Start of Block

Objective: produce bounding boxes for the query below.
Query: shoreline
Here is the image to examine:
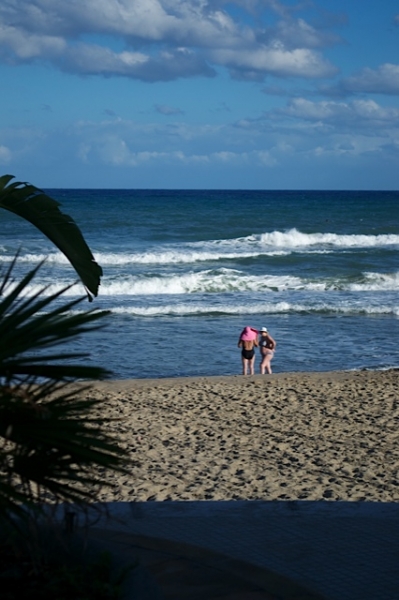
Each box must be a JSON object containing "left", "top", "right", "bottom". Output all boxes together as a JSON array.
[
  {"left": 78, "top": 369, "right": 399, "bottom": 503},
  {"left": 81, "top": 367, "right": 399, "bottom": 390}
]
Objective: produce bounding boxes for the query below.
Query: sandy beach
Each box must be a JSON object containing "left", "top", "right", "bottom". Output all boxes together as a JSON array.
[{"left": 81, "top": 370, "right": 399, "bottom": 503}]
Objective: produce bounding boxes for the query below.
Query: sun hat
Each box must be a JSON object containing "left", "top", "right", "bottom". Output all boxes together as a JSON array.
[
  {"left": 260, "top": 327, "right": 268, "bottom": 332},
  {"left": 240, "top": 326, "right": 258, "bottom": 341}
]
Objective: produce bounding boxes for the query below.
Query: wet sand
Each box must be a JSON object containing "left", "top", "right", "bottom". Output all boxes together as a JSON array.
[{"left": 80, "top": 370, "right": 399, "bottom": 502}]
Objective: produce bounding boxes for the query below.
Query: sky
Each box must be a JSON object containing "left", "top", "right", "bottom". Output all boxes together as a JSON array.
[{"left": 0, "top": 0, "right": 399, "bottom": 190}]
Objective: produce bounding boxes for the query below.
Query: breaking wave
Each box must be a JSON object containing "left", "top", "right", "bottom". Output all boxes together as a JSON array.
[
  {"left": 2, "top": 229, "right": 398, "bottom": 268},
  {"left": 11, "top": 268, "right": 399, "bottom": 297}
]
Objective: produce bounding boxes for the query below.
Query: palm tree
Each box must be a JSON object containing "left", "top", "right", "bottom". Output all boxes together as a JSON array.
[
  {"left": 0, "top": 260, "right": 129, "bottom": 521},
  {"left": 0, "top": 175, "right": 102, "bottom": 301},
  {"left": 0, "top": 176, "right": 129, "bottom": 522}
]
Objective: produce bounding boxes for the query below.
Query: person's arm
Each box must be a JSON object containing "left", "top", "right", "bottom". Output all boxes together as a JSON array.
[{"left": 268, "top": 335, "right": 276, "bottom": 349}]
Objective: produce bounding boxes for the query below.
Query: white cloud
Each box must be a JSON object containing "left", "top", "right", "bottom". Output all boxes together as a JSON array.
[
  {"left": 0, "top": 145, "right": 11, "bottom": 163},
  {"left": 63, "top": 44, "right": 148, "bottom": 72},
  {"left": 3, "top": 106, "right": 399, "bottom": 188},
  {"left": 85, "top": 142, "right": 279, "bottom": 167},
  {"left": 340, "top": 64, "right": 399, "bottom": 96},
  {"left": 61, "top": 102, "right": 399, "bottom": 173},
  {"left": 0, "top": 0, "right": 339, "bottom": 81},
  {"left": 262, "top": 17, "right": 341, "bottom": 50},
  {"left": 212, "top": 150, "right": 237, "bottom": 162},
  {"left": 213, "top": 44, "right": 336, "bottom": 79},
  {"left": 155, "top": 104, "right": 184, "bottom": 115},
  {"left": 0, "top": 0, "right": 247, "bottom": 48},
  {"left": 255, "top": 150, "right": 277, "bottom": 166},
  {"left": 59, "top": 43, "right": 214, "bottom": 80},
  {"left": 0, "top": 24, "right": 65, "bottom": 59},
  {"left": 278, "top": 98, "right": 399, "bottom": 129}
]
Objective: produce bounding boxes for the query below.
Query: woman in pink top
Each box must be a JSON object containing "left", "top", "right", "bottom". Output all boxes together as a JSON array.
[{"left": 237, "top": 326, "right": 259, "bottom": 375}]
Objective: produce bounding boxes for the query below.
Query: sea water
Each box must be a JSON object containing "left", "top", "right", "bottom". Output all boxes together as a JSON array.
[{"left": 1, "top": 189, "right": 398, "bottom": 379}]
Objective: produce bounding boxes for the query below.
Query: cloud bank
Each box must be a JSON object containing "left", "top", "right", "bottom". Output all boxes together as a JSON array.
[
  {"left": 1, "top": 1, "right": 398, "bottom": 188},
  {"left": 0, "top": 0, "right": 338, "bottom": 82}
]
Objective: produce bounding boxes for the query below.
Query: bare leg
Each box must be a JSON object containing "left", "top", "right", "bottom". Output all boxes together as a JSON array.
[
  {"left": 260, "top": 356, "right": 266, "bottom": 374},
  {"left": 260, "top": 353, "right": 273, "bottom": 374},
  {"left": 242, "top": 356, "right": 248, "bottom": 375},
  {"left": 264, "top": 357, "right": 272, "bottom": 374},
  {"left": 249, "top": 355, "right": 255, "bottom": 375}
]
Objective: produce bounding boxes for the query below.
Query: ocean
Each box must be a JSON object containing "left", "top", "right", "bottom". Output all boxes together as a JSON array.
[{"left": 1, "top": 189, "right": 398, "bottom": 379}]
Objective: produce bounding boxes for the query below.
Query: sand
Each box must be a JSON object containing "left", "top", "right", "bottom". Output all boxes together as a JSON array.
[{"left": 79, "top": 370, "right": 399, "bottom": 503}]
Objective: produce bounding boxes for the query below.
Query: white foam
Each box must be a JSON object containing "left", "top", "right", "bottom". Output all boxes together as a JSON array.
[
  {"left": 1, "top": 228, "right": 397, "bottom": 269},
  {"left": 348, "top": 271, "right": 399, "bottom": 291},
  {"left": 0, "top": 252, "right": 69, "bottom": 264},
  {"left": 110, "top": 301, "right": 399, "bottom": 317},
  {"left": 4, "top": 281, "right": 86, "bottom": 298},
  {"left": 259, "top": 229, "right": 399, "bottom": 249},
  {"left": 11, "top": 267, "right": 399, "bottom": 298},
  {"left": 94, "top": 228, "right": 399, "bottom": 265},
  {"left": 94, "top": 248, "right": 288, "bottom": 265},
  {"left": 99, "top": 269, "right": 398, "bottom": 295},
  {"left": 96, "top": 270, "right": 307, "bottom": 295}
]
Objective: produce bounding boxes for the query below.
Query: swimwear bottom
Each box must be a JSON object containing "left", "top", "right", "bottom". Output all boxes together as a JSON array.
[
  {"left": 262, "top": 350, "right": 274, "bottom": 356},
  {"left": 242, "top": 348, "right": 255, "bottom": 360}
]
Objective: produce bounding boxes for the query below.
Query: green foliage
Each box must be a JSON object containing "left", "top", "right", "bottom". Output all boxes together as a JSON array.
[
  {"left": 0, "top": 259, "right": 130, "bottom": 519},
  {"left": 0, "top": 177, "right": 134, "bottom": 598},
  {"left": 0, "top": 175, "right": 102, "bottom": 300}
]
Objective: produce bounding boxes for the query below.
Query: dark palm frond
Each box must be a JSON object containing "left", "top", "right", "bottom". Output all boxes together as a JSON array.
[
  {"left": 0, "top": 385, "right": 129, "bottom": 509},
  {"left": 0, "top": 478, "right": 34, "bottom": 521},
  {"left": 0, "top": 260, "right": 131, "bottom": 517},
  {"left": 0, "top": 250, "right": 22, "bottom": 297},
  {"left": 0, "top": 260, "right": 46, "bottom": 318},
  {"left": 0, "top": 265, "right": 111, "bottom": 382},
  {"left": 0, "top": 175, "right": 102, "bottom": 300}
]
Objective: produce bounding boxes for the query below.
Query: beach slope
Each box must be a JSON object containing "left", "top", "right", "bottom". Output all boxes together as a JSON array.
[{"left": 81, "top": 370, "right": 399, "bottom": 503}]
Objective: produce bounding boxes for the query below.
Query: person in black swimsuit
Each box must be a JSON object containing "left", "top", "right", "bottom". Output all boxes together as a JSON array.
[
  {"left": 238, "top": 326, "right": 259, "bottom": 375},
  {"left": 242, "top": 347, "right": 255, "bottom": 360}
]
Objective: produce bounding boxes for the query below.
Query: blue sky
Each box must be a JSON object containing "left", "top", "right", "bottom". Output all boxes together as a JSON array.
[{"left": 1, "top": 0, "right": 399, "bottom": 189}]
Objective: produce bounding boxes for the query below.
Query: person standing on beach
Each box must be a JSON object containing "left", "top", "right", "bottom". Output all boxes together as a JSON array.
[
  {"left": 259, "top": 327, "right": 276, "bottom": 374},
  {"left": 238, "top": 326, "right": 259, "bottom": 375}
]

End of Block

**Exercise prompt**
A single number is the answer here: the count of lines in the listing that hold the string "palm".

**Your response**
2